Dataset excerpt
================
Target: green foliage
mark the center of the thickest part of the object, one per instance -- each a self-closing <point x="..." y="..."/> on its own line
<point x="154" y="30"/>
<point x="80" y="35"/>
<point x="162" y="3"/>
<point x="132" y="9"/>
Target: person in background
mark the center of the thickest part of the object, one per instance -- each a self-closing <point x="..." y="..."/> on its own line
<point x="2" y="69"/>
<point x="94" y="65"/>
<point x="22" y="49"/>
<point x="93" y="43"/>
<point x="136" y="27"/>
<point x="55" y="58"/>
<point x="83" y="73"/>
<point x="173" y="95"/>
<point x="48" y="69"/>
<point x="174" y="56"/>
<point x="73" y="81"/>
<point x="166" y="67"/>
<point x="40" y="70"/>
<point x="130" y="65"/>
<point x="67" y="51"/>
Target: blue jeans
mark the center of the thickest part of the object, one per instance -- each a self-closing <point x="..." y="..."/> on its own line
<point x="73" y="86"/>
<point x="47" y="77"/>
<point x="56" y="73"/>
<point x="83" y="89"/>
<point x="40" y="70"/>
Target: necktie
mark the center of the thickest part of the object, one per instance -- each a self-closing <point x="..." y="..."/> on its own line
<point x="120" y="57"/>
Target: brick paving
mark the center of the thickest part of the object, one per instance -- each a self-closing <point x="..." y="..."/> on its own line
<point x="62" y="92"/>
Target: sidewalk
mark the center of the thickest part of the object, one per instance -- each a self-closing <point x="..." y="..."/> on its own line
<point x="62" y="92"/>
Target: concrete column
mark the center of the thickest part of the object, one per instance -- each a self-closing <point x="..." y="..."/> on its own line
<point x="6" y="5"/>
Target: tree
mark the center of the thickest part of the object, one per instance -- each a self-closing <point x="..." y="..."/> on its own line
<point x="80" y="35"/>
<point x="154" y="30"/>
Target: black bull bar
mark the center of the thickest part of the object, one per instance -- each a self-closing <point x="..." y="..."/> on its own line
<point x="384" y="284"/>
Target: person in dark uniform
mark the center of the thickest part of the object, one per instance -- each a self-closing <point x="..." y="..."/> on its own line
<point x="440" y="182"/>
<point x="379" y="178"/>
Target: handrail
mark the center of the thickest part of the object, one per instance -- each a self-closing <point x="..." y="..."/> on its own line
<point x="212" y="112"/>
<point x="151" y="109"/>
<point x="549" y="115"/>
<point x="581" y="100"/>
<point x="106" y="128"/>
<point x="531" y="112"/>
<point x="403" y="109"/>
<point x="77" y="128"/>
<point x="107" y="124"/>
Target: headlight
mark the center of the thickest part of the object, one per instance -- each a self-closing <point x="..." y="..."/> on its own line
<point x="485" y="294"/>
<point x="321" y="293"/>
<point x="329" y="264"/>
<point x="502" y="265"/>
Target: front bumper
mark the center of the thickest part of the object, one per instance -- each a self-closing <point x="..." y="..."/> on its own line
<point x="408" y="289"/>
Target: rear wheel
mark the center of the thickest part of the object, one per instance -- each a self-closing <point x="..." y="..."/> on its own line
================
* **What the exercise asks**:
Repeat the items from the line holding "Target: sidewalk" through the end of the items, both ends included.

* **Solution to this exercise**:
Target: sidewalk
mark the center of the thickest part of the object, one per instance -- each a self-closing <point x="..." y="..."/> on its own line
<point x="62" y="92"/>
Target: concrete column
mark the center of the thickest part of the object, one per instance -- each a self-closing <point x="..." y="..."/> on its own line
<point x="6" y="5"/>
Target: tree
mark the center of the thickest part of the object, one per instance -- each a self-closing <point x="..." y="..."/> on its own line
<point x="80" y="35"/>
<point x="154" y="30"/>
Target: black bull bar
mark the center of the thickest part of the object, one per instance -- each a self-closing <point x="..." y="..."/> on its own line
<point x="384" y="284"/>
Target: person in dark uniform
mark the center of the thickest part of the object, one per instance -- each a self-closing <point x="..." y="..."/> on its own line
<point x="440" y="182"/>
<point x="379" y="178"/>
Target: handrail
mark the center of the thickest part of the object, one per instance -- each a self-closing <point x="..." y="..."/> on its own line
<point x="212" y="112"/>
<point x="151" y="109"/>
<point x="549" y="115"/>
<point x="581" y="100"/>
<point x="106" y="128"/>
<point x="531" y="112"/>
<point x="403" y="109"/>
<point x="77" y="128"/>
<point x="107" y="124"/>
Target: headlight
mark the center of the thickest part of the object, one per instance -- each a self-closing <point x="..." y="..."/> on its own line
<point x="485" y="294"/>
<point x="321" y="293"/>
<point x="329" y="264"/>
<point x="502" y="265"/>
Target: front bumper
mark the center of the thickest part of the object, one per instance -- each a self-closing <point x="..." y="..."/> on its own line
<point x="408" y="289"/>
Target: rear wheel
mark the center of the thickest part of the object, one per instance -- each a self-closing <point x="..." y="..."/> on its own line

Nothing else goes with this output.